● Task brief
Copy the following records line for line, with no changes.

● Record excerpts

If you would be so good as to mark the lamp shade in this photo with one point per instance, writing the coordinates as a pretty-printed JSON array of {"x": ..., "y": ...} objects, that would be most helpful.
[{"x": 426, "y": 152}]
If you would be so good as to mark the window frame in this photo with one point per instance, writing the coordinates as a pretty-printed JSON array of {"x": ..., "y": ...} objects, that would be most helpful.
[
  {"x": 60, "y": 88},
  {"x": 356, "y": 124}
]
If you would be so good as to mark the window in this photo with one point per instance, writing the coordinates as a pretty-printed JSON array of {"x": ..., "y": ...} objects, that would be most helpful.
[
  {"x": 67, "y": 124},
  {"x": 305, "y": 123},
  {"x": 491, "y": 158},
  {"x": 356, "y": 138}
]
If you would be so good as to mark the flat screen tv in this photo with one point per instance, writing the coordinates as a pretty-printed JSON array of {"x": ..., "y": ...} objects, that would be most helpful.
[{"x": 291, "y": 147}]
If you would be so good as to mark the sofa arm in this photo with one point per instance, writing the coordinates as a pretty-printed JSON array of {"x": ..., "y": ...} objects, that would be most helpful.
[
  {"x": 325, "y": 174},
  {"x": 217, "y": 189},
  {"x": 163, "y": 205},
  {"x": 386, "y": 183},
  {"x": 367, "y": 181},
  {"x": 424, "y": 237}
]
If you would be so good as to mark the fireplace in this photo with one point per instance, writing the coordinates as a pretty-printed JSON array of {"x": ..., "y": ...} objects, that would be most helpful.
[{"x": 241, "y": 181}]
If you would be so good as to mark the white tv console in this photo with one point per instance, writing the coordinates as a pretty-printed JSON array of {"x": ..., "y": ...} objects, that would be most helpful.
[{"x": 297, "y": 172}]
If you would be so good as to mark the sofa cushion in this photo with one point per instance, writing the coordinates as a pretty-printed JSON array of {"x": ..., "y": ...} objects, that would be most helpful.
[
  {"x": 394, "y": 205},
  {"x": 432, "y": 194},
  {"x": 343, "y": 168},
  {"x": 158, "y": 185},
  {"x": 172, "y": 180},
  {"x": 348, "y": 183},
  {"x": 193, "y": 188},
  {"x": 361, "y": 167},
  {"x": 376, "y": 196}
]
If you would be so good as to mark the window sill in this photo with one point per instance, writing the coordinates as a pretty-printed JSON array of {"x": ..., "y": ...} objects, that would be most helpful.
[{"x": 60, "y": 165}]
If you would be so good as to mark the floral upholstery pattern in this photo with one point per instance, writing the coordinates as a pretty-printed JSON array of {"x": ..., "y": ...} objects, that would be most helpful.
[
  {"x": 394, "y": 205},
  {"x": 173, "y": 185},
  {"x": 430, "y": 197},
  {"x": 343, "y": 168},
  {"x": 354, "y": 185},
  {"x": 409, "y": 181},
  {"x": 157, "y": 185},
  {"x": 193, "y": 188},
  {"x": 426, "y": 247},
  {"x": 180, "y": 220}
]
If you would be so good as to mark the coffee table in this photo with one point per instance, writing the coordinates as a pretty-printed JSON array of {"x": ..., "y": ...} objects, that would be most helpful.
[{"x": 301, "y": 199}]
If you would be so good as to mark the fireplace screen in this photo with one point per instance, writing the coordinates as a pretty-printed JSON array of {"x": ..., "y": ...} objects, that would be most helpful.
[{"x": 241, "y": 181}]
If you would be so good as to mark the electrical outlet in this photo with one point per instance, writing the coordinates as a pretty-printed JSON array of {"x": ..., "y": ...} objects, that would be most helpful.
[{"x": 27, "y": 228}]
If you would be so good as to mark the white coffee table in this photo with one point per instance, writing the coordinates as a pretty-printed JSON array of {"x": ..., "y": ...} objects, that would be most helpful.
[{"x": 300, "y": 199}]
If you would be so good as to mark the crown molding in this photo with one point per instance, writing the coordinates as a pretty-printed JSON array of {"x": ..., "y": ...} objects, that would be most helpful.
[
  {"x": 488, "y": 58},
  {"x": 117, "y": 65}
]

● Result for this task
If you would be so good as to mark the lamp shade in this photo with one point per instance, writing the coordinates as a pretty-printed JSON array of {"x": ..., "y": ...} objects, that would be most helpful.
[{"x": 426, "y": 152}]
If you would be so good as to mark the window frame in this photo with one point per instance, writing the coordinates as a pretty-printed JSON array of {"x": ..., "y": ...} objects, that would be most helpful.
[
  {"x": 60, "y": 88},
  {"x": 356, "y": 124}
]
If you would be so good as to mark the window in this photo with one point per instance, writing the coordinates as a pretty-printed JSON array of {"x": ..., "y": ...} objects, that would be most helpful.
[
  {"x": 67, "y": 124},
  {"x": 305, "y": 123},
  {"x": 491, "y": 158},
  {"x": 356, "y": 138}
]
If you would be so good as to mark the flat screen tv in this photo with one point per instance, writing the coordinates as a pretty-printed JSON array of {"x": ..., "y": ...} objects, that would be most helpful.
[{"x": 291, "y": 147}]
If you would be so good as to mark the sofa arm in this photo with one point per instance, writing the coordinates as a pretty-printed JSON array of {"x": ..., "y": ...} objects, that would be most helpful.
[
  {"x": 325, "y": 174},
  {"x": 217, "y": 189},
  {"x": 163, "y": 205},
  {"x": 386, "y": 183},
  {"x": 367, "y": 181},
  {"x": 424, "y": 237}
]
If you would be so good as to mark the fireplace in this photo with one point per instance, writing the coordinates as a pretty-printed JSON array of {"x": ..., "y": ...} objects, that would be most helpful.
[{"x": 241, "y": 181}]
If you would be so good as to mark the white tv console in this photo with one point per instance, writing the coordinates as a pretty-printed JSON array of {"x": ..., "y": ...} objects, that would be most helpful.
[{"x": 297, "y": 172}]
If you would be so good as to mark the sofa cushion in this photo with one point per instance, writing the coordinates as a pretty-printed JSON array of {"x": ..., "y": ...} objects, that would be most helpful.
[
  {"x": 394, "y": 205},
  {"x": 432, "y": 194},
  {"x": 343, "y": 168},
  {"x": 158, "y": 185},
  {"x": 172, "y": 180},
  {"x": 348, "y": 183},
  {"x": 193, "y": 188},
  {"x": 361, "y": 167},
  {"x": 376, "y": 196}
]
If you would be so good as to mark the window sill in this photo with one point per instance, writing the coordinates as a pretty-printed JSON array of {"x": ..., "y": ...} objects, that would be most helpful.
[{"x": 60, "y": 165}]
If you would be so good as to mark the floral upholstery pattern in this photo with one point per instance, writing the coordinates as a pretty-printed JSON array of {"x": ..., "y": ...} objects, that would be most helpful.
[
  {"x": 394, "y": 205},
  {"x": 173, "y": 185},
  {"x": 430, "y": 197},
  {"x": 343, "y": 168},
  {"x": 354, "y": 185},
  {"x": 409, "y": 181},
  {"x": 157, "y": 185},
  {"x": 193, "y": 188},
  {"x": 426, "y": 247},
  {"x": 180, "y": 220}
]
If you would be so good as to mark the coffee table in this photo with one point per instance, writing the coordinates as a pretty-printed JSON array of {"x": ..., "y": ...} objects, that would be most helpful.
[{"x": 301, "y": 199}]
If you would be so good as to mark the fireplace screen in this photo with one point per instance, writing the coordinates as a pretty-printed JSON array of {"x": ..., "y": ...} objects, that would be most helpful.
[{"x": 241, "y": 181}]
If you would be so good as to mark the electrical outlet in this photo with one point per instance, writing the coordinates as a pretty-printed JSON array of {"x": ..., "y": ...} objects, that would be most helpful.
[{"x": 27, "y": 228}]
If you would be so good as to mark the white coffee table in this photo with one point per instance, writing the coordinates as a pretty-printed JSON array of {"x": ..., "y": ...} objects, that would be most helpful.
[{"x": 300, "y": 199}]
If you would be so good as to mark the crown molding in this photo with one point per instance, writing the coordinates as a pretty-printed JSON array of {"x": ..., "y": ...} objects, that would be most helpful.
[
  {"x": 488, "y": 58},
  {"x": 117, "y": 65}
]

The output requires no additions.